[Data entries]
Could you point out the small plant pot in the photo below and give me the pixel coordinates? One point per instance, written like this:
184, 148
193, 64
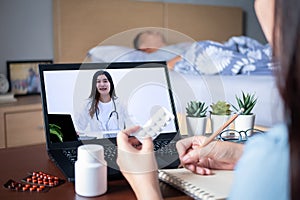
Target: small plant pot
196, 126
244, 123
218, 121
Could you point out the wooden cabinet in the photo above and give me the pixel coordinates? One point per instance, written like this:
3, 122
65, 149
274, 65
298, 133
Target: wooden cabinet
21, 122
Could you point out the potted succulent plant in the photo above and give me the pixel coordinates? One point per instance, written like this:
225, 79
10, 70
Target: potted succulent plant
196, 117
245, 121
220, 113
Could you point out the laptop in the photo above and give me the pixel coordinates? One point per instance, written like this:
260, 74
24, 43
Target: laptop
---
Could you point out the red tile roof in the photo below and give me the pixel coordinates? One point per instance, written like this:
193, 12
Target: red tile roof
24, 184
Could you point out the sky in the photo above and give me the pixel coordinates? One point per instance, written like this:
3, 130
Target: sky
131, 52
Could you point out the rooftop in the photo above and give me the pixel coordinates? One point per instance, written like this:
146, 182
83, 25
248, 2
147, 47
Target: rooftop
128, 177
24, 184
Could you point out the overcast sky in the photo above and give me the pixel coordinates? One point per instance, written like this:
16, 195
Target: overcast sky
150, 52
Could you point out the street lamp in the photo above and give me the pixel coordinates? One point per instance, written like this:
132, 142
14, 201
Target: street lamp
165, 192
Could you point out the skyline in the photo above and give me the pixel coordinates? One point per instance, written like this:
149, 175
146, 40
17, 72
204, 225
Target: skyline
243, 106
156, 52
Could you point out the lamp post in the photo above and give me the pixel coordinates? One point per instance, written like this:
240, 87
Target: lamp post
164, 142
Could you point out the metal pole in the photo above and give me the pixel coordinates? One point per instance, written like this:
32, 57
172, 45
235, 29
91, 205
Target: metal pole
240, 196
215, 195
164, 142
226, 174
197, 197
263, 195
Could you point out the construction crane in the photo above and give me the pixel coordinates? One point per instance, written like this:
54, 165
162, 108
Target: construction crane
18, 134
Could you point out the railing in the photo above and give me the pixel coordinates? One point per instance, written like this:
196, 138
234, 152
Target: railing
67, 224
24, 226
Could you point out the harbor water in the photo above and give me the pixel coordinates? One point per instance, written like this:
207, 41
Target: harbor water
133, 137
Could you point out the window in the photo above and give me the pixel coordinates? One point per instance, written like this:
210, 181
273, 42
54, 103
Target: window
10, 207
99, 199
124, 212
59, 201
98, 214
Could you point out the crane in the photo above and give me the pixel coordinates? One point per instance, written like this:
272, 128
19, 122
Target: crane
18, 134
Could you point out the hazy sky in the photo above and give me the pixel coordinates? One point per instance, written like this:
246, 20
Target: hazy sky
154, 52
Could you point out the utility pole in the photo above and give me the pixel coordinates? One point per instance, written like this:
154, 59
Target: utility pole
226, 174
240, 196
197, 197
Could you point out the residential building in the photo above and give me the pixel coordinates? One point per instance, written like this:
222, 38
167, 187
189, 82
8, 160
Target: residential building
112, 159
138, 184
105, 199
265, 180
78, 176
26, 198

> **Your objective**:
Reproduce the rows from the line with "Could you point out the small" to the line with "Target: laptop", including both of those lines. Leave the pictures out.

> **Task solution**:
Could you point out the small plant pot in the photo below and give me the pixel coordinates? One point per instance, written like this:
184, 148
193, 64
Target: small plant pot
196, 126
244, 123
218, 121
Could you point out the wooden cabinet in the photo above and give me the pixel coordinates? One point per instance, written like this:
3, 122
65, 149
274, 65
298, 133
Target: wooden cabinet
21, 122
Could you point out the potted succulent plant in the photo above and give me the pixel coordinates? One point per instance, written like this:
225, 79
10, 70
Target: potted succulent plant
196, 117
245, 121
220, 113
Could you point out the laptop in the photo above and give me the pixel coordinates? One point per instance, written like this:
260, 74
24, 43
Target: laptop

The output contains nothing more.